### Aim of the task
Write out each line of the material again, word for word.

### Given records
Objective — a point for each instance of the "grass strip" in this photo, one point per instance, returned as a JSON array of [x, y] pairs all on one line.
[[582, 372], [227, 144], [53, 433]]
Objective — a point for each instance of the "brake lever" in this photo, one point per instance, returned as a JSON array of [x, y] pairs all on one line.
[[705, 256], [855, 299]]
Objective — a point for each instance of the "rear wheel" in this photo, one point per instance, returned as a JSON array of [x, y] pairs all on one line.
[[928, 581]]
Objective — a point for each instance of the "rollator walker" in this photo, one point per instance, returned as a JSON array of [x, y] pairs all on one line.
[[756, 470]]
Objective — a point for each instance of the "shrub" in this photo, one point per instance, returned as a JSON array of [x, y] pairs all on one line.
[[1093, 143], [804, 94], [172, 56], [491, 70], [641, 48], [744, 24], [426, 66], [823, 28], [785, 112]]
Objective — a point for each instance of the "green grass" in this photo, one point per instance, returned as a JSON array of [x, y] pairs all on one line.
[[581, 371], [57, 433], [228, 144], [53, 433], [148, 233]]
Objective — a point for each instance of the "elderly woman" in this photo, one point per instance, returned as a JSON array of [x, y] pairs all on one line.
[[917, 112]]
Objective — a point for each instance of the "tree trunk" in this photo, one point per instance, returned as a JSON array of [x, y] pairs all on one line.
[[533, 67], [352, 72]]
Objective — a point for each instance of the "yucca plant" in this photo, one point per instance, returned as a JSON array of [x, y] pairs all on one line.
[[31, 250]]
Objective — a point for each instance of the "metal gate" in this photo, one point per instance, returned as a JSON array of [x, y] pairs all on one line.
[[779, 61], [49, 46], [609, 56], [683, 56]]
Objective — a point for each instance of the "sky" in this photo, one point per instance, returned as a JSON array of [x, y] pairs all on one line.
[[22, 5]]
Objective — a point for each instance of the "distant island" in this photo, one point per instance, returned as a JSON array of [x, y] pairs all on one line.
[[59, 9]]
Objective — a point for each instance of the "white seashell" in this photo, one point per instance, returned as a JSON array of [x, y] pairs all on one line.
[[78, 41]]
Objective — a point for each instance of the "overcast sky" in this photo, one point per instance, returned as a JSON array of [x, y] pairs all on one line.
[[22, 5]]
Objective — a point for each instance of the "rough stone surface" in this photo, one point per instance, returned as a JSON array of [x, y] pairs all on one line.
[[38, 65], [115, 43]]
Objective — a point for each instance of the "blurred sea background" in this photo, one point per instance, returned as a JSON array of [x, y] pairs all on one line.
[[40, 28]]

### Output of the exercise
Objective — a point for each instance of the "grass strip" in this photo, one point per instance, returned as a JSON array of [x, y] pairs all on one line.
[[582, 372], [227, 144], [53, 433]]
Objective — a point for each instance of the "brake lever" in this photo, one point per instance, returned as a JSON array of [x, y] pairs all on one line.
[[705, 256], [855, 299]]
Objective — a point for each instance of the "rear wheel" in this photo, one point per instance, returned as a JSON array of [x, y] pairs all on one line.
[[928, 581]]
Objective — a point for each instance of the "rollator walker" in this photo, one point per instance, returned as a JSON array of [x, y] pairs all on one line.
[[756, 470]]
Objective — a point for each instance of the "shrub" in this photo, one point per instance, returned as a JSON array of [x, y] pairs all on one line.
[[1093, 143], [804, 94], [172, 56], [491, 70], [641, 48], [744, 24], [426, 66], [823, 28], [785, 112]]
Objective — a point for each instance of the "green grass" in this photo, one point per instance, returned as a JSON array of [x, y] pairs all on one line.
[[581, 371], [57, 433], [228, 144], [53, 433], [148, 233]]
Objective — a point for each instance of the "elderly woman" in this photo, one point per instance, returned as a JSON array of [x, y] pairs all on one line.
[[917, 112]]
Objective — a point for each instance of the "tree trunk" in this photo, one point per instance, returned as a JSON array of [x, y] pairs all on one line.
[[533, 67], [352, 72]]
Objective — a point for each instance of the "yucca plant" in this photo, one point per instance, returned as a JSON array of [x, y] pairs all on one line.
[[31, 250]]
Objective — a point for each instance of the "metal gate" in this photo, one point per instance, returned as a JSON array of [x, y] pairs all on one line.
[[779, 61], [49, 46], [609, 56], [683, 56]]
Objective — a point for each instance of the "sky" in this photo, one point per instance, returned as a JSON array of [x, y] pairs all on one line.
[[22, 5]]
Objective — a point for each instance of the "distant island" in this photo, one point per instance, returned as a JSON array of [x, y] pairs all on one line.
[[59, 9]]
Objective — a point for each instance of the "white seashell" in this photo, one point per instance, returned as a JSON array of [x, y] pairs all on one line.
[[78, 41]]
Objective — a point for each instance of the "overcast sky" in this photo, one point per instance, returned as a JSON array of [x, y] pairs all on one line.
[[22, 5]]
Objective — a point for each instance of the "rough stone surface" in this photo, one point per instance, returned as a JSON array of [x, y] pairs all on one line.
[[38, 65], [115, 43]]
Objective — a point for each instance of the "blurred sea background" in this photo, one point per instance, returned as a JSON array of [x, y] pairs all on one line.
[[40, 28]]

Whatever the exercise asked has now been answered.